▶ _SUPPLIED DATA_:

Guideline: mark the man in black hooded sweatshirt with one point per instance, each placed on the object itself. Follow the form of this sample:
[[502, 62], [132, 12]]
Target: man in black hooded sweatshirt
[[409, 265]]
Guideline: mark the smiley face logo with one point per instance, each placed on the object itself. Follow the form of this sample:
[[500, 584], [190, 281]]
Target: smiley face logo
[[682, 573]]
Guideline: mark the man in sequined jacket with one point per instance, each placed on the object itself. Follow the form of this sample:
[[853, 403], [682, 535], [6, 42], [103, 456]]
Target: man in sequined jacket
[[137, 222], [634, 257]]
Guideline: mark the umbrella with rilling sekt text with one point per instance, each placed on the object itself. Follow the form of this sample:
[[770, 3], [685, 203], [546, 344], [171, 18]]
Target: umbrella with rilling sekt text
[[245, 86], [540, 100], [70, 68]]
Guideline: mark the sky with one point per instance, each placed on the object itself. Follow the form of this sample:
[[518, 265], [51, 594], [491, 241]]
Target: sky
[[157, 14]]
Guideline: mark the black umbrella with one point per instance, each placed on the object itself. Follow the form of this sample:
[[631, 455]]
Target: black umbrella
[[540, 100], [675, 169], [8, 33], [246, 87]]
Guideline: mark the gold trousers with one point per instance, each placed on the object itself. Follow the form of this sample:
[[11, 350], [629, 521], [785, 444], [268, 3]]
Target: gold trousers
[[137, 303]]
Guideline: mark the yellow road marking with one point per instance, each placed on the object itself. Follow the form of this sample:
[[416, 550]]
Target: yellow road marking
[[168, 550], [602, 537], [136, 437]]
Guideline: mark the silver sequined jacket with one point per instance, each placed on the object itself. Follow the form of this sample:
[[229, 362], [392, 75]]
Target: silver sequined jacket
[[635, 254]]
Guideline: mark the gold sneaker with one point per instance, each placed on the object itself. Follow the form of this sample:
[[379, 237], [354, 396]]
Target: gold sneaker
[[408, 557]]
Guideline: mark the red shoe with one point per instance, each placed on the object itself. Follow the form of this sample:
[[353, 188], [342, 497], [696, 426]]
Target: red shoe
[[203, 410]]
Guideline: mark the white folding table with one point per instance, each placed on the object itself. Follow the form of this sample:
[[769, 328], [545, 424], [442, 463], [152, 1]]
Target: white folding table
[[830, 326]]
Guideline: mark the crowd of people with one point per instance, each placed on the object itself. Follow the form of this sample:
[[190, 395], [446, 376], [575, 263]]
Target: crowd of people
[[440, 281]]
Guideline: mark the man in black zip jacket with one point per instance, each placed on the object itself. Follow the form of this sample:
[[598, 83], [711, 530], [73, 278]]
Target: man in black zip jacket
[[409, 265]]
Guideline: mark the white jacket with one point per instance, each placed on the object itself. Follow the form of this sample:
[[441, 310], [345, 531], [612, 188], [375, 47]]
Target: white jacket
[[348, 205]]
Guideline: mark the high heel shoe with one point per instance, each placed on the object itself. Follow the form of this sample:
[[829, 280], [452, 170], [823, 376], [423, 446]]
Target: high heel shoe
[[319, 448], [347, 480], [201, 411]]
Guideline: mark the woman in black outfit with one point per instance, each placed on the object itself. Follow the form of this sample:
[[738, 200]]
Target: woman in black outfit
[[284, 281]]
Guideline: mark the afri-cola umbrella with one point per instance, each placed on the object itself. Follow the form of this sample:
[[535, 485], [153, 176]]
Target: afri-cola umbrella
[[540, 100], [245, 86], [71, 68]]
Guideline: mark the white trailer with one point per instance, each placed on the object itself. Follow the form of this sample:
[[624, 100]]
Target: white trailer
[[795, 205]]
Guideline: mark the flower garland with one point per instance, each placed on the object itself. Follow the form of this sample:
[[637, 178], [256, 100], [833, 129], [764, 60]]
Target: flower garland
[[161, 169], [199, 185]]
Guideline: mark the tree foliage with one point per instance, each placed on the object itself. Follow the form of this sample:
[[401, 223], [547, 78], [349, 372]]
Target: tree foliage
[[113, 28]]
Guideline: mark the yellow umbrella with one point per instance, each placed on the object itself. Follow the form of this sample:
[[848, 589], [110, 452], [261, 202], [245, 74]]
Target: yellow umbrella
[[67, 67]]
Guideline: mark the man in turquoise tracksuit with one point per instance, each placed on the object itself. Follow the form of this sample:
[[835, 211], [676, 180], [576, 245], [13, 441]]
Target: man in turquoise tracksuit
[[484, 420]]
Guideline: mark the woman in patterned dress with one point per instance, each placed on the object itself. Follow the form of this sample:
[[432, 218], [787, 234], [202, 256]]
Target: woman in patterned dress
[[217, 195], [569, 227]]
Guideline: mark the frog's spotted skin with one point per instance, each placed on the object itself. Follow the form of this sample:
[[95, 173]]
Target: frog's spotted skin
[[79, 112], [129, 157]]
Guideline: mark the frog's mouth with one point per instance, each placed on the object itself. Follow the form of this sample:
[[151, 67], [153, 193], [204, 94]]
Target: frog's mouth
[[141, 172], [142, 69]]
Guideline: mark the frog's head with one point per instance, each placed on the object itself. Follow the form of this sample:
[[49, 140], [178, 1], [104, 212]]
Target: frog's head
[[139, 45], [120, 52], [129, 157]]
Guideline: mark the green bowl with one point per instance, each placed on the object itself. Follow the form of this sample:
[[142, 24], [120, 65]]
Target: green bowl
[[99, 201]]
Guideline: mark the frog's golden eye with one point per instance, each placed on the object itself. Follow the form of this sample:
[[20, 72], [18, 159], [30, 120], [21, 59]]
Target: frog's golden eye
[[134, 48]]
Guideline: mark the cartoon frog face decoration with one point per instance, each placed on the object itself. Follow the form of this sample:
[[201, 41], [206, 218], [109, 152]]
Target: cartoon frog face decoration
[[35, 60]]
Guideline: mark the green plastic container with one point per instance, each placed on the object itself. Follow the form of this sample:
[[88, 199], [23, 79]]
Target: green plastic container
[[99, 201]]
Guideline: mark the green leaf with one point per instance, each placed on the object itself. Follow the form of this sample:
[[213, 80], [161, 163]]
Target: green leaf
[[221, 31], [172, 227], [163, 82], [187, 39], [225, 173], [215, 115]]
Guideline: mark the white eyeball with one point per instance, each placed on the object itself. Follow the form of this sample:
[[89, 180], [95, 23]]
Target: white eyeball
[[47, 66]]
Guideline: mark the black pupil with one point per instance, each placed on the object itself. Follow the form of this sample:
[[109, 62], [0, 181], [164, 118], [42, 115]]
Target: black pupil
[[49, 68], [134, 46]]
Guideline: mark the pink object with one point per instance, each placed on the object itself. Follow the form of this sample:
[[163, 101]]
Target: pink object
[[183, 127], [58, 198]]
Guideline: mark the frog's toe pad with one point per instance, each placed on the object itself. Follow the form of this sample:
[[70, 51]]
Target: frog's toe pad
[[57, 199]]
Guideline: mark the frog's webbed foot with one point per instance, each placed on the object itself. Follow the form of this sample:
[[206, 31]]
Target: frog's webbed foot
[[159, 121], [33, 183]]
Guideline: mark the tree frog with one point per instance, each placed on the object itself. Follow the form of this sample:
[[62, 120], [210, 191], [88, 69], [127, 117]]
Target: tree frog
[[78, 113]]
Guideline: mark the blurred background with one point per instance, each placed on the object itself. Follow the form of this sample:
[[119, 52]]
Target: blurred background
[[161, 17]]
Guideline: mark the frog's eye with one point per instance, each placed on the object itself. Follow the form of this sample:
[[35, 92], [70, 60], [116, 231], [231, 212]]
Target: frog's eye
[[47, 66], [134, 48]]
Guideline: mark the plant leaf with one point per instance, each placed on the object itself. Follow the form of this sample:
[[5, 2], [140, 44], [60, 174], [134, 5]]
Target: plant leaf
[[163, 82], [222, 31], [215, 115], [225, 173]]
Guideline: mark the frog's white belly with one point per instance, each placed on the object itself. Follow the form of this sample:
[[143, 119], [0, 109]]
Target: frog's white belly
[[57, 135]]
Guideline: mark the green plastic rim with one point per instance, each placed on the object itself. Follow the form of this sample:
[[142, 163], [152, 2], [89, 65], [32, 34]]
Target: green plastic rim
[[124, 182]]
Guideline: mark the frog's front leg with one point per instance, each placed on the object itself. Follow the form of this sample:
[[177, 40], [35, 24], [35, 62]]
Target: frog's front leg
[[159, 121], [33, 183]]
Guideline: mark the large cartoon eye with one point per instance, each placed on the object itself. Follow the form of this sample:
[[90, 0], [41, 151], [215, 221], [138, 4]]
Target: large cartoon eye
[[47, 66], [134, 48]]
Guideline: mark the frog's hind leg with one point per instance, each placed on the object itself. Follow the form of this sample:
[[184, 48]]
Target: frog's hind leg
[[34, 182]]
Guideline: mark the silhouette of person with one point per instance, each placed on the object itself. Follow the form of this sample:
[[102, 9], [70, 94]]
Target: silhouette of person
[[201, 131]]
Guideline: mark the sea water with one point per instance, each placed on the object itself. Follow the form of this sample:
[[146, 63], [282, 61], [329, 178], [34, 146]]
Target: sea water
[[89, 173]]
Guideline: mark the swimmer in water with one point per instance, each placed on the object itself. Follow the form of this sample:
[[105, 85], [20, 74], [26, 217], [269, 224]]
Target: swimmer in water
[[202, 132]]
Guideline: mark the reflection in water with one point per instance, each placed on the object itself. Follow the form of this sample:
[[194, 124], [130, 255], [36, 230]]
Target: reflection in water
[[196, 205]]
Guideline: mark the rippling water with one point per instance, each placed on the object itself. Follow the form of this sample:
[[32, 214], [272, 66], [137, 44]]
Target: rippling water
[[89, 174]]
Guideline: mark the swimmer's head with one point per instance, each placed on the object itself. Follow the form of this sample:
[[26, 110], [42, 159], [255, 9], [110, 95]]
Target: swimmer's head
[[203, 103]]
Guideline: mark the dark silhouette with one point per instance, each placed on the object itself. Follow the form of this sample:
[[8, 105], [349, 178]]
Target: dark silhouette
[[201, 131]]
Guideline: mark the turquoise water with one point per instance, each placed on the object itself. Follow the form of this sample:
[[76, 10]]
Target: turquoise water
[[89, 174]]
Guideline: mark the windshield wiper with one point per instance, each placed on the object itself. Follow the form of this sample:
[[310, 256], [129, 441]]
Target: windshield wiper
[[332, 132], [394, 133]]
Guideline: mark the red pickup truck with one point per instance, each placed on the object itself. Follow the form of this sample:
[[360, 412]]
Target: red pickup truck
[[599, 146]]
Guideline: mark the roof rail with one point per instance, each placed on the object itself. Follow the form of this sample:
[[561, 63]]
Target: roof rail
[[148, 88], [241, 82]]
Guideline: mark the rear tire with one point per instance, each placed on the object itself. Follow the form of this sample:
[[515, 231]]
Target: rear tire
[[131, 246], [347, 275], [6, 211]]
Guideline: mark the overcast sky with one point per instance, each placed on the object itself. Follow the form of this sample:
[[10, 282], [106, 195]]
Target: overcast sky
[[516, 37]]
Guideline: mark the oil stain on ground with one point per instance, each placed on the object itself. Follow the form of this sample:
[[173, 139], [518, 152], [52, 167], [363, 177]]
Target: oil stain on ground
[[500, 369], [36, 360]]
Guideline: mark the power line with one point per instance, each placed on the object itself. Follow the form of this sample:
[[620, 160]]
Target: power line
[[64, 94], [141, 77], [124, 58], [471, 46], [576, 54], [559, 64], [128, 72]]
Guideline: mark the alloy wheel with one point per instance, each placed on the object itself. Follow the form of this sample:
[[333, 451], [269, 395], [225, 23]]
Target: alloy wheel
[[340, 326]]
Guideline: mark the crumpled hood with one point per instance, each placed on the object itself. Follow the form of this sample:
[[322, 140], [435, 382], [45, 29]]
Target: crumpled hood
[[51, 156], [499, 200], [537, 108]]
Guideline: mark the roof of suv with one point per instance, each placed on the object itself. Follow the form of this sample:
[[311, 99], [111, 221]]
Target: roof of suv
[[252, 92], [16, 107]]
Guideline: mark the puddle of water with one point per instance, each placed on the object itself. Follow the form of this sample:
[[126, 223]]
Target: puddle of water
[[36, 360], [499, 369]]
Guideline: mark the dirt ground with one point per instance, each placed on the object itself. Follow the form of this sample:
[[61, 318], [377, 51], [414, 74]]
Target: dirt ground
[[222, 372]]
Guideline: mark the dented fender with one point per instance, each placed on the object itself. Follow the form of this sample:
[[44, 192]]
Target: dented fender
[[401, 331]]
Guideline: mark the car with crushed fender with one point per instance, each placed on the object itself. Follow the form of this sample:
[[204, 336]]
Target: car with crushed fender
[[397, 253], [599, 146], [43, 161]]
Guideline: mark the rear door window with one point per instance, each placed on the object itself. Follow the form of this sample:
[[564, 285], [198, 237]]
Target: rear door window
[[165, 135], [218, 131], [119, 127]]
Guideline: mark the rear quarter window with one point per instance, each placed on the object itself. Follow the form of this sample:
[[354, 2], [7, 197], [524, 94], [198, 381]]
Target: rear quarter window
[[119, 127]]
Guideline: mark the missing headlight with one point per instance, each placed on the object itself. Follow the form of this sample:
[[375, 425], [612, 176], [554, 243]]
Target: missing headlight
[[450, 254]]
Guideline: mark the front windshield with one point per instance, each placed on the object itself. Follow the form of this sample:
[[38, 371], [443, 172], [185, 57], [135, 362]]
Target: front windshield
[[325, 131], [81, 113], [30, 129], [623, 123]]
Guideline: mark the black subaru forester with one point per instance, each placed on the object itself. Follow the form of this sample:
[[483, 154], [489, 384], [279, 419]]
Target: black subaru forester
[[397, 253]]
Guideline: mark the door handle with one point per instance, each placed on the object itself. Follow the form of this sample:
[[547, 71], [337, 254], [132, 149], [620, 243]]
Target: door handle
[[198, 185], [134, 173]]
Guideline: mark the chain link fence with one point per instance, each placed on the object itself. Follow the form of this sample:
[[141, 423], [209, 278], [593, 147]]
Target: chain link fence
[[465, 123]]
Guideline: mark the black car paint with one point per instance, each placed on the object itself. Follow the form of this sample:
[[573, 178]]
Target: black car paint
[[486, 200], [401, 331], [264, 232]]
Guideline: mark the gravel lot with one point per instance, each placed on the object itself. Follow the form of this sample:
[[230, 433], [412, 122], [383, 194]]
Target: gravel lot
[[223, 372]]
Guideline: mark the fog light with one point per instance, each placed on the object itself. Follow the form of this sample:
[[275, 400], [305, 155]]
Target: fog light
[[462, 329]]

▶ _TASK DIRECTIONS_:
Convert the records into a JSON list of strings, one string per line, beginning at the first line and ending at the line that contains "[[137, 303]]", with both of those lines included and blank lines left out.

▶ _THE OUTPUT_:
[
  "Guideline: mark the man in black hooded sweatshirt with one point per instance, each placed on the object itself. Follow the form of this sample:",
  "[[502, 62], [132, 12]]",
  "Target: man in black hooded sweatshirt",
  "[[409, 265]]",
  "Guideline: mark the smiley face logo with one point per instance, each placed on the object itself. Follow the form of this sample:",
  "[[500, 584], [190, 281]]",
  "Target: smiley face logo",
  "[[682, 573]]",
  "Guideline: mark the man in sequined jacket with one point per instance, each placed on the object itself. Follow the form of this sample:",
  "[[853, 403], [682, 535], [6, 42], [103, 456]]",
  "Target: man in sequined jacket",
  "[[137, 222], [634, 257]]",
  "Guideline: mark the umbrella with rilling sekt text with one point per instance, each placed on the object itself. Follow the form of this sample:",
  "[[770, 3], [685, 203], [546, 344], [171, 18]]",
  "Target: umbrella with rilling sekt text",
  "[[245, 86], [540, 100], [70, 68]]",
  "Guideline: mark the sky with one point per instance, each placed on the object itself. Follow the form of this sample:",
  "[[518, 265], [51, 594], [491, 241]]",
  "Target: sky",
  "[[157, 14]]",
  "Guideline: mark the black umbrella with one point per instance, each placed on the object itself. Follow the form of this sample:",
  "[[631, 455]]",
  "Target: black umbrella",
  "[[540, 100], [675, 169], [8, 33], [246, 87]]",
  "Guideline: mark the gold trousers with one point per instance, each placed on the object itself. Follow the form of this sample:",
  "[[11, 350], [629, 521], [785, 444], [268, 3]]",
  "Target: gold trousers",
  "[[137, 303]]"
]